» Given instruction
Which lines of the entries below contain the string "draw", with case counting? Report each of those lines in full.

» Data shown
— BEGIN —

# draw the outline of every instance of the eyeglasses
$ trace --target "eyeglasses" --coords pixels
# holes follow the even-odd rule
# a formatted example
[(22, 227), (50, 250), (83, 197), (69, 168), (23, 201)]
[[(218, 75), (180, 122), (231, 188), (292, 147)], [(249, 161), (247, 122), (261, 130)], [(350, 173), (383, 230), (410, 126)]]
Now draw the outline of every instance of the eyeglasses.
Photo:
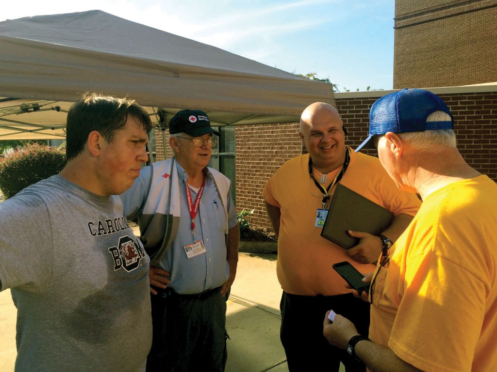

— END —

» Exercise response
# draw the outline of every instance of the eyeglasses
Now draw the outline of every instance of the eyeglasses.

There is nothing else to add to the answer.